DOCUMENT TEXT:
* start *

Making their feature-length directorial debut with “Across the Spider-Verse”, Joaquim Dos Santos, Kemp Powers, and Justin K. Thompson, a trio who are catapulting off the stellar work done by their predecessors on the Oscar-winning “Spider-Man: Into the Spider-Verse” from 2018. Some will wonder why it took so long, but when the result is a sequel this exciting, funny, and thrilling (not to mention the sheer visual artistry), it really doesn’t matter how long it takes. That last movie did a lot of things right. It gave non comic book readers a sampling of just how inventive and creative sequential storytelling can be, while avid comic book readers geeked out and felt seen knowing it was the closest they’d get to seeing what they’ve read realized on the screen. The directors and talented animators of “Across the Spider-Verse” know all this and they’ve found a way to make this next chapter even more innovative and fun, with a heartfelt screenplay from Phil Lord, Christopher Miller and David Callaham.




The story picks up one year after the events of “Into the Spider-Verse”, with Brooklyn high schooler, Miles Morales (voiced by Shameik Moore) of Earth-1610, finding it easier to be Spider-Man and contend with super villains than navigating the expectations of his worrisome mother, Rio (Luna Lauren Velez) and his overbearing father, Jefferson (Brian Tyree Henry), who’s about to be promoted to captain of the police force. If his father knew about his extracurricular web-slinging, that would certainly add additional stress.

But before we check in with Miles, the screenwriters cleverly subvert expectations by giving us an opening prologue with Gwen Stacy (Hailee Steinfeld), one of many other characters from other universes with super-spider powers. Gwen is placed front and center as she tells us in voiceover, “Let’s do things differently this time,” a meta line that proves to be quite literal, showing how this story won’t be simply more of the same.

* end *

SHORT EXERCISE: Who wrote the screenplay for "Across the Spider-Verse," according to the review? The entries below this review were taken from a different source.

RECORDS:
* start *

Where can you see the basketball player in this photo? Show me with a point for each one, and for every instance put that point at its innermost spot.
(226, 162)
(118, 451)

* end *
* start *

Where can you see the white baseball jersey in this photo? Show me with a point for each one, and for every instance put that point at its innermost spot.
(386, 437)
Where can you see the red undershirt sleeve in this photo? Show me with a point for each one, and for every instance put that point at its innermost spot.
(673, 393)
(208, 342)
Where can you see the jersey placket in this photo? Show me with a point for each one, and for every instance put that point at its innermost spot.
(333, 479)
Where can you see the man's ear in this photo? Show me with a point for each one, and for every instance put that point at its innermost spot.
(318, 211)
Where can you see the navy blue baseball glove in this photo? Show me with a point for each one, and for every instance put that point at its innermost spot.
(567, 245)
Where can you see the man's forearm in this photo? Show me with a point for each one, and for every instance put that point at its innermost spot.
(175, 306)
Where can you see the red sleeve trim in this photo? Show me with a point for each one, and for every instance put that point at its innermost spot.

* end *
* start *

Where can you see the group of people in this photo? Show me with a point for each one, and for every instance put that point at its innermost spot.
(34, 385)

* end *

EXERCISE RESULT: Phil Lord, Christopher Miller and David Callaham.